• [SET PROBLEM] Render the lines as a Markdown table with the columns "No." and "Line", starting at the line containing "Can you see the sailboat?" and ending at the last line of the records. Number each row and leave out blank lines.

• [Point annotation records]

◆ ◆ ◆ ◆

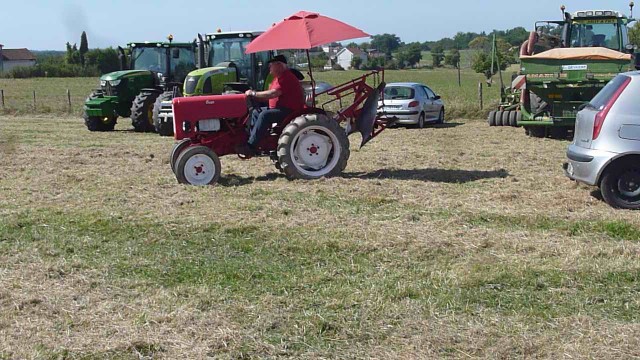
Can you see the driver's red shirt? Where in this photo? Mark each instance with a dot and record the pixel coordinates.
(292, 96)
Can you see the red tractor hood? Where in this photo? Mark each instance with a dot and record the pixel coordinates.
(192, 109)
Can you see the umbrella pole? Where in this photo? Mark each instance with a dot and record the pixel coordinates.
(313, 82)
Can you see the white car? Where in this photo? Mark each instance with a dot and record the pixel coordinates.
(411, 104)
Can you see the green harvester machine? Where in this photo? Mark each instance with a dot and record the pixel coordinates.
(230, 69)
(563, 65)
(152, 69)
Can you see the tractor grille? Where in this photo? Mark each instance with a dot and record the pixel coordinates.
(109, 90)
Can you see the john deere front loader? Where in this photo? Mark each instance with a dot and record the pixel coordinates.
(153, 68)
(563, 65)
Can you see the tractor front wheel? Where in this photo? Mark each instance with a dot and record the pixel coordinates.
(313, 146)
(162, 128)
(198, 165)
(142, 111)
(176, 151)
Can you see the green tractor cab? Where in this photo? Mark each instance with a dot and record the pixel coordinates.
(152, 68)
(231, 70)
(563, 65)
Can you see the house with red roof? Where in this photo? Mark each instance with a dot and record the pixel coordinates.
(10, 58)
(345, 56)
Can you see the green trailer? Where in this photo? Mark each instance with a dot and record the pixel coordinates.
(553, 83)
(153, 68)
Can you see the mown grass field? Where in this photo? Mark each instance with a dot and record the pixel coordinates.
(51, 93)
(452, 241)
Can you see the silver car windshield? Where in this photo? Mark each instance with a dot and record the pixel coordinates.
(398, 93)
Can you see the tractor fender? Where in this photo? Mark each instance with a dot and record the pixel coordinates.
(152, 90)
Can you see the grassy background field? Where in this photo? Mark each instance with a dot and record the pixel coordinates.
(51, 93)
(458, 240)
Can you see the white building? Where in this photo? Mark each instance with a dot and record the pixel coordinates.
(10, 58)
(345, 56)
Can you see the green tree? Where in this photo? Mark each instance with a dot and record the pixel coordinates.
(409, 55)
(452, 58)
(73, 55)
(105, 60)
(84, 46)
(634, 34)
(386, 43)
(356, 62)
(437, 54)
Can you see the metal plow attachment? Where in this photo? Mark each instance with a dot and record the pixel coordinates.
(368, 115)
(361, 112)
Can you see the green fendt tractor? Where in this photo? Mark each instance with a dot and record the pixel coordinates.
(153, 68)
(231, 69)
(563, 65)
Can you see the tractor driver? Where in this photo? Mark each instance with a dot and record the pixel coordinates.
(285, 96)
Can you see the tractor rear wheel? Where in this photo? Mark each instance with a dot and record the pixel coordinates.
(162, 128)
(491, 119)
(198, 165)
(504, 119)
(313, 146)
(513, 118)
(142, 111)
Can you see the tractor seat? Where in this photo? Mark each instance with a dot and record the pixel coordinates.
(598, 40)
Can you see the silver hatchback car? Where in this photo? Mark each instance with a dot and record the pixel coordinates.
(605, 151)
(411, 104)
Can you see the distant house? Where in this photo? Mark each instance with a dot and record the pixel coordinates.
(373, 53)
(10, 58)
(345, 56)
(332, 49)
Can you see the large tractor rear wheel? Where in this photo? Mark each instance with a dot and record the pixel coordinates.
(162, 128)
(198, 165)
(98, 123)
(142, 111)
(313, 146)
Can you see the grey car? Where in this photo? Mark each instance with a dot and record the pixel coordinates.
(411, 104)
(605, 151)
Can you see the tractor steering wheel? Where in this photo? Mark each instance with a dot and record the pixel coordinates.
(253, 104)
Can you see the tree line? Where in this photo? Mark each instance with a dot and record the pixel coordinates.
(74, 62)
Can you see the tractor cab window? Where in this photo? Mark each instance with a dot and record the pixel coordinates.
(149, 58)
(596, 33)
(233, 49)
(184, 63)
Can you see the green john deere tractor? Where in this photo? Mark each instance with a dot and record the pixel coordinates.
(563, 65)
(231, 69)
(153, 68)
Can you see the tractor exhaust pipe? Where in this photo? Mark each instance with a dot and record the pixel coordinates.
(201, 63)
(122, 57)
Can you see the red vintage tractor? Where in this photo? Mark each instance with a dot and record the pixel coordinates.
(309, 144)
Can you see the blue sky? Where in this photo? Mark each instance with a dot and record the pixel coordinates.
(48, 25)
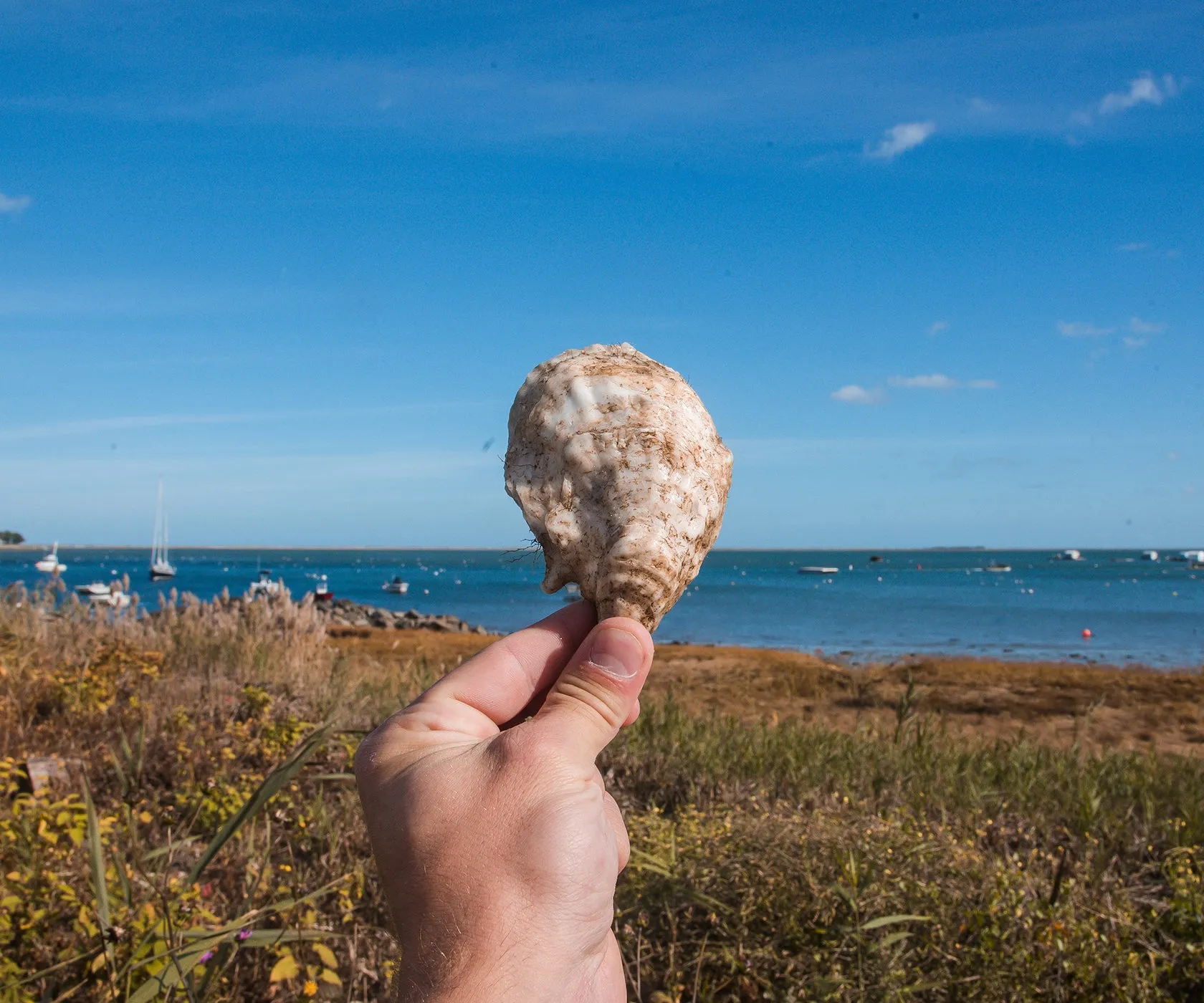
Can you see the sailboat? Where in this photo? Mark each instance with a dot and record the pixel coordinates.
(161, 567)
(51, 564)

◆ ◆ ◆ ◆

• [RESPONSE]
| No. | Line |
|---|---|
| 1 | Can you see the sailboat? Where in this photo? Mark each instance with a dot and record the pixel coordinates. |
| 2 | (161, 567) |
| 3 | (51, 564) |